◆ **Task description**: For the data that follows, give the number of lines in which "window" appears. Add nothing to it.

◆ **Data records**:
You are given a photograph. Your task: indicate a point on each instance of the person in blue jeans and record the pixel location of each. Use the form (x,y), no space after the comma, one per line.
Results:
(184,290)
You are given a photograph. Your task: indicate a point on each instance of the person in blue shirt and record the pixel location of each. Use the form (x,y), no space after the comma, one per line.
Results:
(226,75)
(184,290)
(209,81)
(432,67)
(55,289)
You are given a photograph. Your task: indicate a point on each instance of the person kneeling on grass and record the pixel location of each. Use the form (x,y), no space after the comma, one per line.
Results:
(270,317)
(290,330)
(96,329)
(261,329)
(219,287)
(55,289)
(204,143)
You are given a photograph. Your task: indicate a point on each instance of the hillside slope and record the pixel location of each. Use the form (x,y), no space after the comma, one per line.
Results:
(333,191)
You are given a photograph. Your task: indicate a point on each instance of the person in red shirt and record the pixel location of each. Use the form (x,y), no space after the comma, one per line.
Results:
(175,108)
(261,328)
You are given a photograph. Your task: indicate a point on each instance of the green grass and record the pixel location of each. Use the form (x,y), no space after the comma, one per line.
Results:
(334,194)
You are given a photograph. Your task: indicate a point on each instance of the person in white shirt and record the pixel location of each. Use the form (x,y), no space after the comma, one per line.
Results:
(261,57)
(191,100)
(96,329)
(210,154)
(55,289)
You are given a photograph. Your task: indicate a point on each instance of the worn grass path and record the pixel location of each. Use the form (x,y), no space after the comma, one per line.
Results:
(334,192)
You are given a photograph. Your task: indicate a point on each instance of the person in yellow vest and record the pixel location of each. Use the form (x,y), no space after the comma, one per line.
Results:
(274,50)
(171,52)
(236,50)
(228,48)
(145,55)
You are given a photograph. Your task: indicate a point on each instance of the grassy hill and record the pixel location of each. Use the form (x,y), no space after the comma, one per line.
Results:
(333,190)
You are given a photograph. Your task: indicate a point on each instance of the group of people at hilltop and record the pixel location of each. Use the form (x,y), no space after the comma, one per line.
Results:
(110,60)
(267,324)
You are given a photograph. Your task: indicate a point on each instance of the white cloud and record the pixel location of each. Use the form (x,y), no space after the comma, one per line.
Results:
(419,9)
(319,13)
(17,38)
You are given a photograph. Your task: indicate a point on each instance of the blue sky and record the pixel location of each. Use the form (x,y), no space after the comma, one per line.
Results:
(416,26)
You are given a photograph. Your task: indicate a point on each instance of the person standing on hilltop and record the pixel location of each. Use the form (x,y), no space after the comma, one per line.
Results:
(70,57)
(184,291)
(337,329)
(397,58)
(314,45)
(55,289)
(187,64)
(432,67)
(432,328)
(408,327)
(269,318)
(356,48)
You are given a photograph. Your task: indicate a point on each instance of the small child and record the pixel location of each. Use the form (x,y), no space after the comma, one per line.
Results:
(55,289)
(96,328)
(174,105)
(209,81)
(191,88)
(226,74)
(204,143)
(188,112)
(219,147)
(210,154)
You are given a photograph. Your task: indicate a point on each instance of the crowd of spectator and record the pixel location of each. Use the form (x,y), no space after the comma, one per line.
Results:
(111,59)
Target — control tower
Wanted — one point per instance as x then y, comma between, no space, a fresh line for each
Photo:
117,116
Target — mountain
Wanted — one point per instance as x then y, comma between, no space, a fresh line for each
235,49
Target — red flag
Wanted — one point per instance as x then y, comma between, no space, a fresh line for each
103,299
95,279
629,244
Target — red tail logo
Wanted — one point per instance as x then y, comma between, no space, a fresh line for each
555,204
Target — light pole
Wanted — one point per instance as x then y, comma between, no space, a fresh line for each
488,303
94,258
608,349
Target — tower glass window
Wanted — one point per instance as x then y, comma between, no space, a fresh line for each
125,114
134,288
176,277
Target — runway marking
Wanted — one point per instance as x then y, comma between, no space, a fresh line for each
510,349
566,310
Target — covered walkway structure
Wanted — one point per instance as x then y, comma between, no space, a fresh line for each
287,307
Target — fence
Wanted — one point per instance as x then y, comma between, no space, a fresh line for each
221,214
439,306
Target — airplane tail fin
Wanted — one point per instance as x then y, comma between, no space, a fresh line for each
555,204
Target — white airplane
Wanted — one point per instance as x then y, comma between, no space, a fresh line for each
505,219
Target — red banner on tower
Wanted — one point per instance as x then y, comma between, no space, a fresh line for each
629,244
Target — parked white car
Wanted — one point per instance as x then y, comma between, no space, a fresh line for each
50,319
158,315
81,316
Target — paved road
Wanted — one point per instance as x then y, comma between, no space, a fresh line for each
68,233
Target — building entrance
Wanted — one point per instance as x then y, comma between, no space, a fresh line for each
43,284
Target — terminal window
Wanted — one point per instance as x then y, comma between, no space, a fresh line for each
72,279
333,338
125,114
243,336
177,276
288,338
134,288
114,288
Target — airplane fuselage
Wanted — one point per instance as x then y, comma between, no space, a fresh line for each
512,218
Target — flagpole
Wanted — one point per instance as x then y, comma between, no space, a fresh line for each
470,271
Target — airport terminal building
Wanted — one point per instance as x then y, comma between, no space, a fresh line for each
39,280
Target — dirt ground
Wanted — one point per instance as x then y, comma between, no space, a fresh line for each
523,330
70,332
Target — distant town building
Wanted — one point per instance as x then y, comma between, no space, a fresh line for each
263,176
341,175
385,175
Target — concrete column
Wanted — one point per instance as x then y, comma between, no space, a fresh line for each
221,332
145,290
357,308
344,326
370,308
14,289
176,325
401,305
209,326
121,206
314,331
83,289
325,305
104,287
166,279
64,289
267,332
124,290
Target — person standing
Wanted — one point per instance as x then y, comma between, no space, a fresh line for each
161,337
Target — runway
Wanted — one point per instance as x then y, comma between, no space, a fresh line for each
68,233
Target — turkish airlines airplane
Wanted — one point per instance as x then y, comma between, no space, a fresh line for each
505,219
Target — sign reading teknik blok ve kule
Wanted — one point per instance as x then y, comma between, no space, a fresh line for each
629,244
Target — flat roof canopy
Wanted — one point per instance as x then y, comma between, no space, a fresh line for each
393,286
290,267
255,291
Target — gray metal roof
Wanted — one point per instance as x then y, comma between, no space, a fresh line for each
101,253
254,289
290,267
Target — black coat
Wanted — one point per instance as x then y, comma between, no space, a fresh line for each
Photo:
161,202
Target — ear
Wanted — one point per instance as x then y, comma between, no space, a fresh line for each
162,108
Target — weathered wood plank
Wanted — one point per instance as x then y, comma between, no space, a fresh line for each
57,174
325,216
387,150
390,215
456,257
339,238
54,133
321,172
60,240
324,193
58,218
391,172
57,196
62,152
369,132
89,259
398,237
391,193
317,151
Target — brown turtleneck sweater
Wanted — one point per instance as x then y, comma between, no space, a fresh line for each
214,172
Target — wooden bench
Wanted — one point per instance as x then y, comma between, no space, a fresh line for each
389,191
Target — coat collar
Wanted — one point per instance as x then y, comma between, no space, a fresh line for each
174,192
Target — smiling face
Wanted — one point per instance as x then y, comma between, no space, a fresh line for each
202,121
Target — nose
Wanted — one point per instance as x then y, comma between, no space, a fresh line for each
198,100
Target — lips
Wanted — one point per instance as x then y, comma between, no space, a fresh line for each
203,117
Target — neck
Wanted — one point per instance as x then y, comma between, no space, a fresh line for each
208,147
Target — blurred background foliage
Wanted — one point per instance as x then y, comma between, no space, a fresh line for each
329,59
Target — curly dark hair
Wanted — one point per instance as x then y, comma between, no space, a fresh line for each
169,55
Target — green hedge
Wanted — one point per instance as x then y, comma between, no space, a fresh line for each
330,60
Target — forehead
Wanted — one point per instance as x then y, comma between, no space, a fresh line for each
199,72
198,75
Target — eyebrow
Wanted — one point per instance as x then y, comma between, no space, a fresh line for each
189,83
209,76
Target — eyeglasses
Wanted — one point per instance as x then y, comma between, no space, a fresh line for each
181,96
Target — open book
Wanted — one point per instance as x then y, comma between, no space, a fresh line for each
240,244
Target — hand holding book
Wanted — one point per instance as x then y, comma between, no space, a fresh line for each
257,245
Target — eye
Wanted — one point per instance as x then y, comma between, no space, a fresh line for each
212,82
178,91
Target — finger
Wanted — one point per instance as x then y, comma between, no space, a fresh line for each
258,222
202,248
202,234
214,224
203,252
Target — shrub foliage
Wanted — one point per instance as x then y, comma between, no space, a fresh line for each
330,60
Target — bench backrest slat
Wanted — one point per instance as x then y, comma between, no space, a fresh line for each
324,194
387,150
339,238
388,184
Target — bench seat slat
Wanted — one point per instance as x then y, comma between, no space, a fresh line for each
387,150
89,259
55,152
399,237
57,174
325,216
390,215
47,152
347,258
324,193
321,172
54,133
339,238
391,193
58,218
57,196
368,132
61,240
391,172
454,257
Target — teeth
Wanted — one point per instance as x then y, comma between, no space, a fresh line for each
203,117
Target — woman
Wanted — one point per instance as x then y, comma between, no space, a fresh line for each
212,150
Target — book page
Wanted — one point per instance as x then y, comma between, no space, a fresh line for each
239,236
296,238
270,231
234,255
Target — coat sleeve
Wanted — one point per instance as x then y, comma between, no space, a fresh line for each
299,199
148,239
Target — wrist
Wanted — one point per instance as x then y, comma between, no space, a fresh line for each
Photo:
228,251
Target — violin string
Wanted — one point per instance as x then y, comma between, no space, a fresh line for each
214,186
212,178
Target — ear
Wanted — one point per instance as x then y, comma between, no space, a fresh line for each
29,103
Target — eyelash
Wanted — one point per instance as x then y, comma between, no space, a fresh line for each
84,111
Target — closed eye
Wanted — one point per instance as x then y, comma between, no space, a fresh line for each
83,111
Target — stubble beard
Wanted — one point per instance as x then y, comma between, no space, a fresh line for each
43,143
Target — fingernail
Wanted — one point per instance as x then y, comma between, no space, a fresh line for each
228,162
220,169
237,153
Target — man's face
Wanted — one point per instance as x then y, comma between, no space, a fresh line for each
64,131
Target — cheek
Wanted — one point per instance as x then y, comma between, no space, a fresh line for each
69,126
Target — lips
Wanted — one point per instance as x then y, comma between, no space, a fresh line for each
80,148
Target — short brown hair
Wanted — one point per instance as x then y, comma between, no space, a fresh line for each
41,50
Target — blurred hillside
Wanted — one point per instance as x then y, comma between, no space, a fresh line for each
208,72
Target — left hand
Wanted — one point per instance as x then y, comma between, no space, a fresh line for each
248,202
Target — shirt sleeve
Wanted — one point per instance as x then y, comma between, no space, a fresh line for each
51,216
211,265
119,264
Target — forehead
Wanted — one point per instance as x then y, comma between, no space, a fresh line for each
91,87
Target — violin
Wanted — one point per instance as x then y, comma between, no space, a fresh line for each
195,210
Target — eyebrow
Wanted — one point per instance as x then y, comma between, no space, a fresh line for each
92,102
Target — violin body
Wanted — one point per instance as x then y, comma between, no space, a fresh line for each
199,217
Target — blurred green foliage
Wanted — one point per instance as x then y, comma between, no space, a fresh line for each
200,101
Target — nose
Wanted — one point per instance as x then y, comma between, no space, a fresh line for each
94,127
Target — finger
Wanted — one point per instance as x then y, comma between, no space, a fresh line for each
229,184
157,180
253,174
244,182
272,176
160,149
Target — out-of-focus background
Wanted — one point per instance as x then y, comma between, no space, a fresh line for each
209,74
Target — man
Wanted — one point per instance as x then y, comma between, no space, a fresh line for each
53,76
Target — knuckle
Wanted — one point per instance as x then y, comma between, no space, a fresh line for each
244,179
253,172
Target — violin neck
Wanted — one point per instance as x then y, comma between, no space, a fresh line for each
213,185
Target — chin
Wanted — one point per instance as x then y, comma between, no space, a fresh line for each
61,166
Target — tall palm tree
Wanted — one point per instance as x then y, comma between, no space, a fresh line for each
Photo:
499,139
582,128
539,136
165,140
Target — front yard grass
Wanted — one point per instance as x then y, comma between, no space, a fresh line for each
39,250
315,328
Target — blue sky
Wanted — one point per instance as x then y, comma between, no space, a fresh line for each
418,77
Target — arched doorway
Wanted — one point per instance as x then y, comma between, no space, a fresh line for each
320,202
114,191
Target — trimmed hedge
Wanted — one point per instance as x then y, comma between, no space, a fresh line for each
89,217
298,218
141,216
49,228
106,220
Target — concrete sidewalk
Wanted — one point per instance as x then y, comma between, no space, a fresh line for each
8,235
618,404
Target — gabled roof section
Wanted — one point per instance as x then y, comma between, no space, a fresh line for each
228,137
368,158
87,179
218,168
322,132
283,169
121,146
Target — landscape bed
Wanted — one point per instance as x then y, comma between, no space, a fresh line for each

◆ **Output of the exercise**: 2